* _Exercise objective_
Give all of the lines again, with nothing added or dropped.

◇ ◇ ◇ ◇

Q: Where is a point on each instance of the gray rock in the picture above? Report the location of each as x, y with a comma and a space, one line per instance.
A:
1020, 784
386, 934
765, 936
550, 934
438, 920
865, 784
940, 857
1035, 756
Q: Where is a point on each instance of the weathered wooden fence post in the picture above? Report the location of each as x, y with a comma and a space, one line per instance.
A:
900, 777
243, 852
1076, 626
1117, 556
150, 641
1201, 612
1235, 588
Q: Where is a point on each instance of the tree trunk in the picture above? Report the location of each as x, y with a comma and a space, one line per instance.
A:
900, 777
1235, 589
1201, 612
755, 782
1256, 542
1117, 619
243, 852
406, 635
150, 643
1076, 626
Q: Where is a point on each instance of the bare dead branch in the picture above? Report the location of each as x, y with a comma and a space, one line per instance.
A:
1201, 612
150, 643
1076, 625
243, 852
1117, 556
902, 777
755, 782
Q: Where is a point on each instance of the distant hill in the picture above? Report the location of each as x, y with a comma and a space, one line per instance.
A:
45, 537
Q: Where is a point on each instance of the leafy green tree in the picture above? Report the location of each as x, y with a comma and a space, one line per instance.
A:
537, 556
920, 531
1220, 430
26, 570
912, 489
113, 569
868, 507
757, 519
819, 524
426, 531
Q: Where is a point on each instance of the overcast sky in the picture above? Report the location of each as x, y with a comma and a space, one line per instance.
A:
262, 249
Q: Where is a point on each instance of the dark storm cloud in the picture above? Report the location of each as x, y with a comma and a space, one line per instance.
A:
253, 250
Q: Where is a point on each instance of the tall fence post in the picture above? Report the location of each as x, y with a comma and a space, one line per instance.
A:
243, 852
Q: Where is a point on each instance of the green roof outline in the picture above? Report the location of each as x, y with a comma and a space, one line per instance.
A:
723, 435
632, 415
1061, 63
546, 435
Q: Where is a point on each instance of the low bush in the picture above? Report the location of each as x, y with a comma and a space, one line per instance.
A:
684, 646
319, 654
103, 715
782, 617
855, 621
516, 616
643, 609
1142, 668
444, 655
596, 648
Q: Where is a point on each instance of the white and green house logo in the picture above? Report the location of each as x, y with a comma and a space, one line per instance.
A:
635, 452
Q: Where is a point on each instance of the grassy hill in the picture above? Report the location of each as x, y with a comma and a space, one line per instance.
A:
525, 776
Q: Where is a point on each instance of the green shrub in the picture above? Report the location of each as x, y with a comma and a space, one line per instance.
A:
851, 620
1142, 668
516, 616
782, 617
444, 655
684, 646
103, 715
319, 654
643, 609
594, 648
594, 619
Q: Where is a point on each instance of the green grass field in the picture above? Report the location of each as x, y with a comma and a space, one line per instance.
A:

◇ ◇ ◇ ◇

* _Result for this task_
Q: Where is a point on each instance of the gray rock in the picture above? Report the location of each as x, y with a comma and a space, one line per instance.
A:
1020, 784
386, 934
765, 936
550, 934
438, 920
865, 784
940, 857
1035, 756
Q: Where is a point on each instance of the weathered wooden fence post in the picture above? Report the location of each as x, y with a comma and a space, one line per instance.
A:
900, 777
243, 852
1076, 626
1117, 556
150, 641
1201, 612
1235, 588
Q: Where is a point on each instance of the tree trunk in the picture above? Report the location of each as x, y with a comma and a space, one line per instance.
A:
900, 777
1235, 589
1201, 612
755, 782
1256, 542
1117, 619
243, 852
406, 635
150, 643
1076, 626
Q: Where is a point on each instance of the bare dead branch in the picture above? Report the location of each as x, y with a comma and a space, one line per instance.
A:
1201, 612
150, 643
1076, 625
243, 852
1117, 556
902, 777
755, 782
Q: Where is a point on each instance of the distant hill in the picture above? Report the location of each as x, y with a comma and a space, one line per instance.
A:
45, 537
Q: Where is a point on each instance of the leafy green tree in the picture above? Report the location of each as x, y with a comma and a space, one line per instance.
A:
537, 556
920, 531
1220, 430
26, 570
912, 489
113, 569
868, 507
757, 519
819, 524
426, 531
Q: Where is a point on each instance of the overcast sky in the picture above? Report the location of each as x, y with a comma and a space, one line per instance.
A:
262, 249
Q: Where is a point on each instance of the dark storm cloud in the picture above? Report the location of each as x, y with a comma and a space, one line per instance.
A:
253, 250
Q: Where is a point on each instance of the tall fence post in the picture above? Report the location of each as x, y with a comma and a space, one line per instance.
A:
243, 852
Q: Where is a point on each instance of the green roof outline in the picture above? Report the location of each as x, y with a comma and a space, one line per instance.
A:
723, 435
632, 415
1061, 63
546, 435
Q: Where is a point on each instance of the low bush in the picture above? Report the location of each as x, y with a comma and a space, one line per instance.
A:
684, 646
319, 654
103, 715
782, 617
855, 621
516, 616
643, 609
1142, 668
444, 655
596, 648
Q: Where is a point on each instance of the white and green house logo in the picture above? Report the location of each as x, y with a comma and a space, one line per instance.
A:
635, 452
Q: Where is a point on each instance of the grassy hill in the picture above? Report the location of each as x, y with a comma and a space, one line per instance.
A:
525, 776
Q: Where is a point on each instance of the green shrub in the picture above? Report the location of each as x, y with a comma and a space, one line per instance.
A:
851, 620
1142, 668
516, 616
782, 617
444, 655
684, 646
103, 715
319, 654
643, 609
594, 648
594, 619
Q: Where is a point on each instance of the green grass field in the picture above? Report the location of each as x, y with a comma and a space, one line per instance.
A:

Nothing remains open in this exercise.